PROBLEM STATEMENT:
Reproduce without changes the part of the Jatropha curcas article below that runs from "by Ali Siddiqui" up to and including "increase energy self-reliance.".

___ SELECTED EXTRACT

Jatropha curcas the sustainable biofuel?

by Ali Siddiqui

Biofuels are a controversial energy source; however, there has been strong interest in these biofuels by both developing and industrialized countries. Some countries have even financially incentivized the production of these crops. A promising crop called Jatropha curcas has recently been viewed as a sustainable option for biodiesel production. This inedible plant has typically been used for soap production, medicinal purposes, and even as way to demarcate property boundaries as a living fence. Its high resistance to droughts and pests, inability to be eaten by cattle, short gestation period, and versatility of products are qualities that have been cited by many researchers as advantages for small farming communities, who might be able to use Jatropha to increase their employment, increase revenue, and increase energy self-reliance.

Although researchers hypothesize advantages for communities adopting this crop, some communities that have have suffered real negative consequences. The study by Iria Soto et al. (2015) tries to understand whether the state of Chiapas, Mexico, subsidies to farmers growing Jatropha would result in an overall better economic climate for the entire community.

The results revealed many economic effects caused by Chiapas’s subsidy program. One trend that arose was that the communities that most often received a greater portion of subsidies were those that were generally larger and more inter-connected with other communities. Another trend noticed was that within the communities that adopted the new crop, the subsidies tended to be allocated to households that were more advanced either through better technology, access to information, and/or more resources. An implication of these trends was that the way the Chiapas allocated subsidies to communities led to the lesser distribution of government resources to poorer communities as well as less resourceful and smaller households.

______
___ DATA FOR ANALYSIS

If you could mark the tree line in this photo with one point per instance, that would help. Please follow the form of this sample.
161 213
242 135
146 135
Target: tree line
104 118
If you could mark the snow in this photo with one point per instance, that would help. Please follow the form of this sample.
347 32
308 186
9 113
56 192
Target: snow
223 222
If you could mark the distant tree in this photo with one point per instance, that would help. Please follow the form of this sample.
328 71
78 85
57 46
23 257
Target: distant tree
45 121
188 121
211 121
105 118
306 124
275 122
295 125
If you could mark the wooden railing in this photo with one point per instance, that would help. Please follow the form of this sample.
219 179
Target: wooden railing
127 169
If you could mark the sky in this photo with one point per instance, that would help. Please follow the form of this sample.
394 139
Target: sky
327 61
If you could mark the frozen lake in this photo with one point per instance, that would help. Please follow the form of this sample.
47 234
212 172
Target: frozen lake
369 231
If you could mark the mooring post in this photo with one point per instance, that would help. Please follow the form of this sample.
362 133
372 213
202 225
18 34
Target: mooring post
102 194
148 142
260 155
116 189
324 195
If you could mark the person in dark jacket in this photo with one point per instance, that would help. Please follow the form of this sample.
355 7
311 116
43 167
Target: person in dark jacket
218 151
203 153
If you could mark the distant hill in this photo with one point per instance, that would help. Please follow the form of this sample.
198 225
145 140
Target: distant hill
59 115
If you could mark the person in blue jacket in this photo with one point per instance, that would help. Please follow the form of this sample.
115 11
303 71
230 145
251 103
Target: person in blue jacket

______

WRITTEN ANSWER:
by Ali Siddiqui

Biofuels are a controversial energy source; however, there has been strong interest in these biofuels by both developing and industrialized countries. Some countries have even financially incentivized the production of these crops. A promising crop called Jatropha curcas has recently been viewed as a sustainable option for biodiesel production. This inedible plant has typically been used for soap production, medicinal purposes, and even as way to demarcate property boundaries as a living fence. Its high resistance to droughts and pests, inability to be eaten by cattle, short gestation period, and versatility of products are qualities that have been cited by many researchers as advantages for small farming communities, who might be able to use Jatropha to increase their employment, increase revenue, and increase energy self-reliance.